Reproduce the following data line for line, with no changes.
Start of Material provided
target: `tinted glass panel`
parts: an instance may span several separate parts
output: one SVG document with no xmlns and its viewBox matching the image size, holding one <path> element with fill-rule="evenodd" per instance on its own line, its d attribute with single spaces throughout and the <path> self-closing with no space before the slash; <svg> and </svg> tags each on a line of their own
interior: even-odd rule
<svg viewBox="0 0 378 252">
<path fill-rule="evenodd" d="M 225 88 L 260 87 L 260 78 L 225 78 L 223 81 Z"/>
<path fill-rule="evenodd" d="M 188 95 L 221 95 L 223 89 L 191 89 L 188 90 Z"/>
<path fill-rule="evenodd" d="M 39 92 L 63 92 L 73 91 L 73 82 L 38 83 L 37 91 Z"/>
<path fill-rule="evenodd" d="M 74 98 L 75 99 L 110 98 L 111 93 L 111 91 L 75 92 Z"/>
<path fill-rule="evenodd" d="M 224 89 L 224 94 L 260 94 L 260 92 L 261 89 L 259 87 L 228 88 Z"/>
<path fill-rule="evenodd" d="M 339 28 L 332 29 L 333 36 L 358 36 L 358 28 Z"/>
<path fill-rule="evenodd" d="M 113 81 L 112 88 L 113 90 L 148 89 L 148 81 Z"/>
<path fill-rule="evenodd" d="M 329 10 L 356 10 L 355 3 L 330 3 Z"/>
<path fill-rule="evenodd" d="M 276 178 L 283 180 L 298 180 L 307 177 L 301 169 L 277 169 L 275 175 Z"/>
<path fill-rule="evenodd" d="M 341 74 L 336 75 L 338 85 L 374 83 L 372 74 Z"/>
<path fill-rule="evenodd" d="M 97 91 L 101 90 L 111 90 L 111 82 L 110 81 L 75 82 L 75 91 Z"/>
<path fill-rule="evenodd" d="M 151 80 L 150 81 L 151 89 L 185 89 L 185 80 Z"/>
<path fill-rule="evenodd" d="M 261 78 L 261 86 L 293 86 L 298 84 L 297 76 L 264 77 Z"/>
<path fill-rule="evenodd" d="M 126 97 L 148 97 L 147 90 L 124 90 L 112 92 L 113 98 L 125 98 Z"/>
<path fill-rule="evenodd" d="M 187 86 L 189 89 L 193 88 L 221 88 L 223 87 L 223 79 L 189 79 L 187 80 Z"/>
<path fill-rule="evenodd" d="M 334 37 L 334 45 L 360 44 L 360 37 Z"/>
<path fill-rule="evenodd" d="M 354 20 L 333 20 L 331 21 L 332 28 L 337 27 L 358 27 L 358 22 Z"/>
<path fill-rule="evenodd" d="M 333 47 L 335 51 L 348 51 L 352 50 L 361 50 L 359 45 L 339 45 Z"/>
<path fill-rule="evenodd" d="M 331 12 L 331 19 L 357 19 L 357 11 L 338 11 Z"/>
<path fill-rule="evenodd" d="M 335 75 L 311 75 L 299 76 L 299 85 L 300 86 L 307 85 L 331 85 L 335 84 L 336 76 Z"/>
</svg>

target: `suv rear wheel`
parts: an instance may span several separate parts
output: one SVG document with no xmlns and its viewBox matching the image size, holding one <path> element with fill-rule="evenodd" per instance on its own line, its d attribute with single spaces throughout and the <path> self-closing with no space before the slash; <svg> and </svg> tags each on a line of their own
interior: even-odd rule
End of Material provided
=== Reply ===
target: `tinted glass panel`
parts: an instance may span several separate parts
output: one SVG document with no xmlns and its viewBox matching the image size, holding one <path> element with fill-rule="evenodd" per instance on its own line, its d attribute with single spaces throughout and the <path> self-closing with no space before the slash; <svg> and </svg> tags each on a line of their own
interior: even-odd rule
<svg viewBox="0 0 378 252">
<path fill-rule="evenodd" d="M 225 88 L 260 87 L 260 78 L 225 78 L 223 81 Z"/>
<path fill-rule="evenodd" d="M 188 95 L 221 95 L 223 89 L 191 89 L 188 90 Z"/>
<path fill-rule="evenodd" d="M 39 92 L 63 92 L 73 91 L 73 82 L 38 83 L 37 91 Z"/>
<path fill-rule="evenodd" d="M 74 98 L 75 99 L 110 98 L 111 93 L 111 91 L 75 92 Z"/>
<path fill-rule="evenodd" d="M 224 89 L 224 94 L 260 94 L 260 92 L 261 89 L 259 87 L 228 88 Z"/>
<path fill-rule="evenodd" d="M 339 28 L 332 29 L 333 36 L 358 36 L 358 28 Z"/>
<path fill-rule="evenodd" d="M 113 81 L 112 88 L 113 90 L 148 89 L 148 81 Z"/>
<path fill-rule="evenodd" d="M 329 10 L 356 10 L 355 3 L 330 3 Z"/>
<path fill-rule="evenodd" d="M 276 178 L 283 180 L 298 180 L 307 177 L 301 169 L 277 169 L 275 175 Z"/>
<path fill-rule="evenodd" d="M 341 74 L 336 75 L 338 85 L 374 83 L 372 74 Z"/>
<path fill-rule="evenodd" d="M 97 91 L 101 90 L 111 90 L 111 82 L 110 81 L 75 82 L 75 91 Z"/>
<path fill-rule="evenodd" d="M 151 80 L 150 81 L 151 89 L 185 89 L 185 80 Z"/>
<path fill-rule="evenodd" d="M 261 78 L 261 86 L 293 86 L 298 84 L 297 76 L 264 77 Z"/>
<path fill-rule="evenodd" d="M 126 97 L 148 97 L 147 90 L 124 90 L 112 92 L 113 98 L 125 98 Z"/>
<path fill-rule="evenodd" d="M 187 86 L 189 89 L 193 88 L 221 88 L 223 87 L 223 79 L 189 79 L 187 80 Z"/>
<path fill-rule="evenodd" d="M 334 37 L 334 45 L 360 44 L 360 37 Z"/>
<path fill-rule="evenodd" d="M 354 20 L 333 20 L 331 21 L 332 28 L 337 27 L 358 27 L 358 22 Z"/>
<path fill-rule="evenodd" d="M 333 47 L 335 51 L 348 51 L 352 50 L 361 50 L 359 45 L 339 45 Z"/>
<path fill-rule="evenodd" d="M 331 12 L 331 19 L 357 19 L 357 11 L 338 11 Z"/>
<path fill-rule="evenodd" d="M 335 75 L 311 75 L 299 76 L 299 85 L 300 86 L 307 85 L 331 85 L 335 84 L 336 76 Z"/>
</svg>

target: `suv rear wheel`
parts: an instance may span several separate parts
output: one SVG document with no xmlns and its viewBox matching the image size, holding one <path> element with fill-rule="evenodd" per instance on its own line, its d attribute with single spaces throughout and the <path> self-closing with no space before the slash; <svg> and </svg> tags each on a line of their own
interior: even-odd rule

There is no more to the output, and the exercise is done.